▸ **REQUIRED TASK**: Skip all pictures, then print the remaining material exactly.

▸ **Saved entries**:

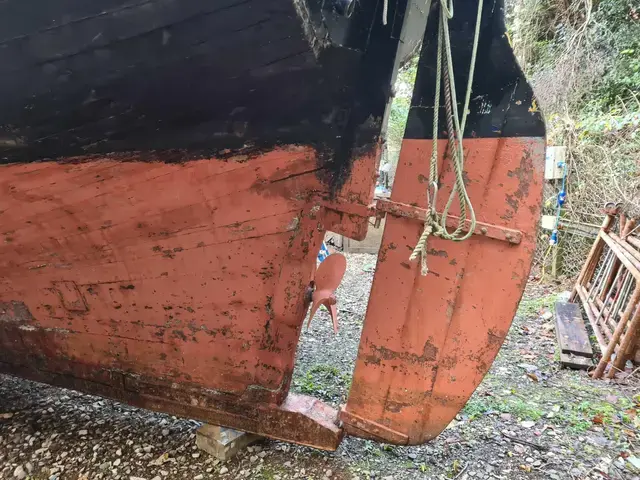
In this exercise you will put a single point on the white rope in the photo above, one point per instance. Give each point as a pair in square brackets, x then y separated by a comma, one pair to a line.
[455, 127]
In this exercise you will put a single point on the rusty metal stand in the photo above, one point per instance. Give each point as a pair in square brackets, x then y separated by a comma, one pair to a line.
[223, 443]
[609, 288]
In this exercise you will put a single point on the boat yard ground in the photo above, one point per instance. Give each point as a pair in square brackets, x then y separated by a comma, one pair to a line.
[529, 419]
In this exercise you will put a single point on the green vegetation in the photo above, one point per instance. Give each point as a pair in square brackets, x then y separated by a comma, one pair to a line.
[583, 59]
[323, 381]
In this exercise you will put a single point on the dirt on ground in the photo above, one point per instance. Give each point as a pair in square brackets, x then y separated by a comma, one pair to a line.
[529, 419]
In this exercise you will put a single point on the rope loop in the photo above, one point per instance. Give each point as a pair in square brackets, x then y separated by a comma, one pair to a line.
[455, 130]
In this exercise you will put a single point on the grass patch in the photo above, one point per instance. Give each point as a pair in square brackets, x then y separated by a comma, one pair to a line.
[531, 307]
[322, 380]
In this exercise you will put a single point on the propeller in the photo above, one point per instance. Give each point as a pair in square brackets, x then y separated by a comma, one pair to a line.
[327, 278]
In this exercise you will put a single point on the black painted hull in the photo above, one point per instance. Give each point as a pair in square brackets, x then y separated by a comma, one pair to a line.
[191, 77]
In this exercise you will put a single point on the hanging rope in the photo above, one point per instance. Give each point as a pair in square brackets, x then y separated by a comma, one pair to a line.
[455, 129]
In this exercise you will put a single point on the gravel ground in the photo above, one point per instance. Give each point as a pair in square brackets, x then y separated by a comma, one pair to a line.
[527, 420]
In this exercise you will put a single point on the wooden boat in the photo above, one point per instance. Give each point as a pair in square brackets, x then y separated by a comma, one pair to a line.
[168, 170]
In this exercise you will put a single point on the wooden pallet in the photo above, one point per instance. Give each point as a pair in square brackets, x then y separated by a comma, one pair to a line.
[572, 336]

▸ **ANSWER TO THIS PROBLEM**:
In this exercise you will put a single point on the white rope in the photo above, one point per instance. Give each point as a pair in square brackets, x then y separated by a comma, one pair to a line.
[455, 127]
In this exercise you will put a single point on the rusty metal stand in the photo above, one point per instance. Give each point as a pair in square brackets, x then y separated by a comma, one pair to a line.
[223, 443]
[609, 288]
In this exercise you will put a single point on the boat yard ground in the photo above, one point per instance. Give each point as a pair in square brackets, x then y separated by a comma, one pair to a line.
[529, 419]
In this exercise you will put a single point on the green vegetation in the photo above, one point per instance. Give each point as a pair in square brackets, x then y separated by a comma, one pair to a line.
[583, 59]
[323, 381]
In this exercise you will put a single point on the dirt on ground in the photo above, one point per instance. Give each point as a pair in square brackets, x then y separated by a comma, one pair to a line.
[529, 419]
In this exercise you will put a single point on the rope loop in the photo above, one point per instance. Give each point as a pair in square brackets, x then y separated by a comma, one pair to a line.
[455, 130]
In this exercise you will put a single point on the grass patch in the photo above, one point per instance. Give each point as a pair in square brackets, x then y separated by a comma, one pair to a line.
[531, 307]
[322, 380]
In this exercise you will put a single point on the propeller in the photo above, one point per instance. Give each point as a pair in square brackets, x then y separated by a comma, one pair to a line.
[327, 278]
In this exercise you will put a single point on the black painted hull in the photo above, one point per instance. Give each point as a pair in square brackets, x then y separated by a comma, one pair to a line.
[191, 77]
In this exercise you will put a single point on the hanging rope in the photo above, one point per instance. Give each point as a pair in square brackets, x then y separated by a comma, one pair to a line.
[455, 129]
In this exercise you will put a single point on the gravel ground in the photo above, one point per instance. Give each point as a pair in square brackets, x then y separated by a comma, one pair to a line.
[527, 420]
In this exercise you will put a single point on the wooden boat in the photo above, one point per instance. Give each point as a pair in square brackets, x then y separated by a comma, one pair to a line.
[168, 170]
In this exercise you will put a single point on the wooden pallet in the photo above, one point per instance. Give each point as a pair in square brackets, x then y separated by a comma, one pair to a line.
[572, 336]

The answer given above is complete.